Reproduce the items below with each "annotate" replaced by "label" and everything else unchanged. Do not include the pictures in your answer.

---- DATASET ENTRIES

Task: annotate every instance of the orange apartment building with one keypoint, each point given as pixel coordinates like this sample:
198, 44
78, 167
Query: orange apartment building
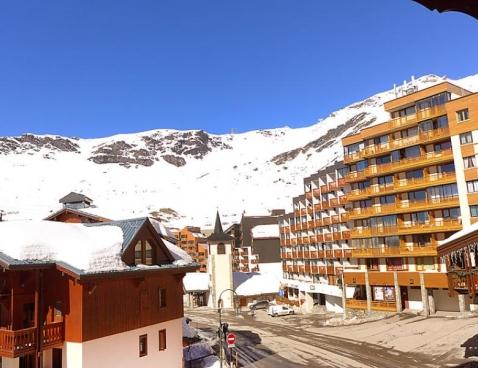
191, 240
315, 241
413, 182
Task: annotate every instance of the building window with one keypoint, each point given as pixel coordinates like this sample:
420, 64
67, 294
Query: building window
221, 248
472, 186
463, 115
474, 211
162, 340
143, 345
162, 298
466, 138
469, 162
143, 253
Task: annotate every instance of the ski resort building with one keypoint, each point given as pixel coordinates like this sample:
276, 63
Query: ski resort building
413, 182
314, 241
194, 242
106, 294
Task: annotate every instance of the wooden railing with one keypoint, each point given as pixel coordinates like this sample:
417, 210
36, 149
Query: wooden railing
15, 343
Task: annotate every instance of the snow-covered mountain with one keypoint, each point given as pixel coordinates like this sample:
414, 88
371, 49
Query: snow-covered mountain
181, 175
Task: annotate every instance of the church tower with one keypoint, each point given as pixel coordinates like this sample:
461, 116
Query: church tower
219, 266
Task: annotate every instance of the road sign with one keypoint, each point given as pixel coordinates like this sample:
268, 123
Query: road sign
231, 340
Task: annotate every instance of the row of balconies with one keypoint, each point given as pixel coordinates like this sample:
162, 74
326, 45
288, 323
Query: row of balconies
326, 188
378, 149
320, 238
426, 159
402, 185
405, 206
323, 205
310, 269
442, 225
317, 254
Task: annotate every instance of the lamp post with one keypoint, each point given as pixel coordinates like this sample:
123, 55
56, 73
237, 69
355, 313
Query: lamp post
221, 332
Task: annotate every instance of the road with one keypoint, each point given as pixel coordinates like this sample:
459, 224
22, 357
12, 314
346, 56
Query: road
285, 342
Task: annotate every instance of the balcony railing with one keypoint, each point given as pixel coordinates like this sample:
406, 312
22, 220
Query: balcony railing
427, 159
394, 251
402, 185
15, 343
405, 206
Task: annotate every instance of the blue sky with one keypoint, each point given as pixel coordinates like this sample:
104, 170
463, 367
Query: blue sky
96, 68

--------

*EXERCISE SOLUTION:*
Task: label every instance of the orange apartment building with one keypoint, each point given as pixel coordinates like this sample:
198, 44
78, 167
Query: orange apartment building
191, 240
315, 241
413, 182
Task: label every instance of the building window with one keypoint, each point given as pixel coordinates like this sample:
420, 64
67, 294
Query: building window
221, 248
472, 186
463, 115
474, 211
162, 340
143, 345
162, 298
466, 138
469, 162
143, 253
Task: label every instance of the ski resort building with one keypoint, each point given as pixel coordinates like this sample:
276, 63
Query: ski resort building
413, 182
314, 241
194, 242
106, 294
Task: label every instance of the wooden railing with one keypoint, each point given as pixel coordinates like this sample:
417, 210
36, 149
Query: wooden railing
15, 343
Task: label every instance of the snow-covered mountain with one keypoint, each point given as pixel coordinates like this sample:
414, 88
371, 49
Query: snow-covered mountain
181, 175
Task: label every instance of the church tower with one keypoint, each point given as pixel coordinates like this sample:
461, 116
Query: church tower
219, 266
Task: label every instance of the road sign with one keypoint, each point given as pixel coordinates like this sample:
268, 123
Query: road sign
231, 340
Task: label every instance of the row of balconies with one keypoint, each point given as pixel coordinates like this sample:
162, 74
326, 45
288, 323
Query: row of balconies
326, 188
378, 149
320, 238
426, 159
402, 185
405, 206
323, 205
310, 269
442, 225
317, 254
Task: label every instance of the lamp post with one keypoint, each point given as pixel coordinates like this sample:
123, 55
56, 73
237, 69
355, 313
Query: lamp post
221, 332
Task: label every instance of the road with one keypoint, each point given as pixel coordinates like this sample:
459, 224
22, 357
12, 314
346, 56
Query: road
285, 342
Task: label every instance of the balcony railing with one keypoint, each point given as pixel coordinates like this sample:
406, 312
22, 220
Query: balcony railing
427, 159
394, 251
402, 185
15, 343
405, 206
Task: label every instance of the blue sky with one keypoint, each point given as pixel coordinates like this sample:
104, 170
463, 367
Query: blue sky
96, 68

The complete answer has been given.